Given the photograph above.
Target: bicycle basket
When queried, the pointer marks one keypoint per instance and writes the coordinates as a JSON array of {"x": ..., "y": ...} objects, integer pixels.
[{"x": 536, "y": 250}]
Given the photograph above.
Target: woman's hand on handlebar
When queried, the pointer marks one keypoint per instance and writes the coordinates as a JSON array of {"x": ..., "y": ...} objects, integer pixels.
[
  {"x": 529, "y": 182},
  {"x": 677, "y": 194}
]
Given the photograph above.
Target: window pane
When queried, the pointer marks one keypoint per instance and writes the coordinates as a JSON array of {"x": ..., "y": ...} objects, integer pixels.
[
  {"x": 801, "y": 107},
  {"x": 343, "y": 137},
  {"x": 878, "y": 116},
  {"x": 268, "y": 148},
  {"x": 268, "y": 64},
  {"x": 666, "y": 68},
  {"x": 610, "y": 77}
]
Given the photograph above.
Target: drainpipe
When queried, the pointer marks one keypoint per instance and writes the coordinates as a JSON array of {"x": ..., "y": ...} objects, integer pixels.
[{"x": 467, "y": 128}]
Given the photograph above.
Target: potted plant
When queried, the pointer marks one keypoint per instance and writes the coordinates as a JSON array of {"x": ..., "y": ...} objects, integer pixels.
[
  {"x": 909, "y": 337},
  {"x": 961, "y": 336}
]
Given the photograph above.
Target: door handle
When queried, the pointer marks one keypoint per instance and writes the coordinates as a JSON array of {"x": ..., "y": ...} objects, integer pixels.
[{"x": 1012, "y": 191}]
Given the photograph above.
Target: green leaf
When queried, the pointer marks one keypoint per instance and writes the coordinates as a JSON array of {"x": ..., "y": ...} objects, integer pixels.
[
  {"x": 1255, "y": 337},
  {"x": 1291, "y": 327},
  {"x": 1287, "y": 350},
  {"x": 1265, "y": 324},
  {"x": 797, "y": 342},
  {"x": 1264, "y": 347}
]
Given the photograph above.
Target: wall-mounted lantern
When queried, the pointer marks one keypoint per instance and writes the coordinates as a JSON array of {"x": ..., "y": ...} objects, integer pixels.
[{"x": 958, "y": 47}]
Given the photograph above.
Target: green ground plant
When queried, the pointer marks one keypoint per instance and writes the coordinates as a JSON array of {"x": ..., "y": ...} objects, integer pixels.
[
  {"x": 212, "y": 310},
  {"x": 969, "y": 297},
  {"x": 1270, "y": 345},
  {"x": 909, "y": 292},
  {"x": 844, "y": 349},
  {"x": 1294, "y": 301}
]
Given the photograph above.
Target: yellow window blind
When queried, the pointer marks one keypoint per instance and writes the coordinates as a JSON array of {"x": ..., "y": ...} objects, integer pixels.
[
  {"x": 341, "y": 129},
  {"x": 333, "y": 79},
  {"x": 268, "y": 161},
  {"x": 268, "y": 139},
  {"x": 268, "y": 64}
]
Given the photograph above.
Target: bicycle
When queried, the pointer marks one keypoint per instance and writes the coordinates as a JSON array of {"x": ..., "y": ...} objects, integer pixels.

══════

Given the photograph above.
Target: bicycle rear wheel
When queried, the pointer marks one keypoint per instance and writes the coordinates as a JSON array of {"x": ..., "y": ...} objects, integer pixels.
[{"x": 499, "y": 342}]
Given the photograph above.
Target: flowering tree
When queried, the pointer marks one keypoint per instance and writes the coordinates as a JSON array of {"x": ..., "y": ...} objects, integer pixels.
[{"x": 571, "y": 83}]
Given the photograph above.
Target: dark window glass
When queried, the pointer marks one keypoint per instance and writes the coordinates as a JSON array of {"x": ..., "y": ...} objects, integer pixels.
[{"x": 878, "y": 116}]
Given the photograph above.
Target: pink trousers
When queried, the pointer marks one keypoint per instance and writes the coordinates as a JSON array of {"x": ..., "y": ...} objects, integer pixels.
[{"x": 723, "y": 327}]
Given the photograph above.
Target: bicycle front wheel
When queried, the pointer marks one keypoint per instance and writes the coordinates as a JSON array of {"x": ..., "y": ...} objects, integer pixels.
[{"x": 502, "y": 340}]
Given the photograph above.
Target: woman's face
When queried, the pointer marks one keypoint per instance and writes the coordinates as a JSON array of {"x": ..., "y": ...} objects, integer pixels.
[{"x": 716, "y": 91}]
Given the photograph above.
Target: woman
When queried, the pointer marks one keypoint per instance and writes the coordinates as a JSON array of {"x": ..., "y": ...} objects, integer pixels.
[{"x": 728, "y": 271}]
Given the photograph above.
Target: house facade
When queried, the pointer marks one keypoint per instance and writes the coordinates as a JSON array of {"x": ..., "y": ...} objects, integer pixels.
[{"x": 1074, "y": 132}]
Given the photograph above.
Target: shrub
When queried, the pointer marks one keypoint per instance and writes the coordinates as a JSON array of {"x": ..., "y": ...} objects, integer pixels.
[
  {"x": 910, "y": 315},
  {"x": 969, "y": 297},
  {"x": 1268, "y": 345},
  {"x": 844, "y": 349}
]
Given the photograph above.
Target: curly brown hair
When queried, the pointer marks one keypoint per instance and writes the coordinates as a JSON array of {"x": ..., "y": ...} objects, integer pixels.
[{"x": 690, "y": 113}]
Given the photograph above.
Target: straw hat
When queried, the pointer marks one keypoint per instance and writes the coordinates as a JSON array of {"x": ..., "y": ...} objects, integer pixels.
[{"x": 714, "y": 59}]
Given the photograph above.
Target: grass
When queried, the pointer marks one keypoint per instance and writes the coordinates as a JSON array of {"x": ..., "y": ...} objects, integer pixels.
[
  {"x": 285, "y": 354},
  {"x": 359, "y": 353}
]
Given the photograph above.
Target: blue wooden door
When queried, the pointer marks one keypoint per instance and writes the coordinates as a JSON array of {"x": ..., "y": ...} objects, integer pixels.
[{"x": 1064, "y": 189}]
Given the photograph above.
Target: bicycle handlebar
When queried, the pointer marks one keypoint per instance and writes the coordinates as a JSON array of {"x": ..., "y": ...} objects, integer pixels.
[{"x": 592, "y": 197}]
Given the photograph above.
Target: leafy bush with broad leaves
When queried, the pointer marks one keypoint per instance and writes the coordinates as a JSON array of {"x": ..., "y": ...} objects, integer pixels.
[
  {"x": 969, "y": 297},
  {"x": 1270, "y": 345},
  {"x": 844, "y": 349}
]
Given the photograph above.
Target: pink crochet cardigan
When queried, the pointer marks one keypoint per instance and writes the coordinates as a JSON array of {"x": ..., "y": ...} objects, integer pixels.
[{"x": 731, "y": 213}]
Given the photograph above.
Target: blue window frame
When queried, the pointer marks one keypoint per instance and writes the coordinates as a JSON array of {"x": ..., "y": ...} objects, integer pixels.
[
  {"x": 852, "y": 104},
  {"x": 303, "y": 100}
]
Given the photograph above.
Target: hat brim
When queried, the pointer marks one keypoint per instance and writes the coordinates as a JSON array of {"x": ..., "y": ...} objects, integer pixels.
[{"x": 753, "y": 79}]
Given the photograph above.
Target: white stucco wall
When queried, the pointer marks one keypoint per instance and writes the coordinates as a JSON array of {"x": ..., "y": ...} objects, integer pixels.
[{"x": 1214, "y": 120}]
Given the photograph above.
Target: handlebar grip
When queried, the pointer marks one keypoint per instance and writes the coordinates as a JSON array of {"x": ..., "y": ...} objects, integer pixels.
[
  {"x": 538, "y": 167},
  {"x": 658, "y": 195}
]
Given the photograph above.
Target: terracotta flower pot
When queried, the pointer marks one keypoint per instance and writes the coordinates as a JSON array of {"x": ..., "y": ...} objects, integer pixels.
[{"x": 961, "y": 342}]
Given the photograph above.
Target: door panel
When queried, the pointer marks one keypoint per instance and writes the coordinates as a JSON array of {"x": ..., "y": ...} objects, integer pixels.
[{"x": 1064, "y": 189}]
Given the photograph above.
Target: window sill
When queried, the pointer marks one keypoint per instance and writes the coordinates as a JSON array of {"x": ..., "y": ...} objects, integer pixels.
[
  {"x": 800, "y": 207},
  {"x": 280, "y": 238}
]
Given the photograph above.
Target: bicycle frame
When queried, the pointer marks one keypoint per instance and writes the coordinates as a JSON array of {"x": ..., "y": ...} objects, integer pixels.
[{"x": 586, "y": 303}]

══════

Pick out every line in the data above that contains the word "pink" and copy each of those lines in full.

FINAL RESULT:
Target: pink trousers
Target: pink crochet cardigan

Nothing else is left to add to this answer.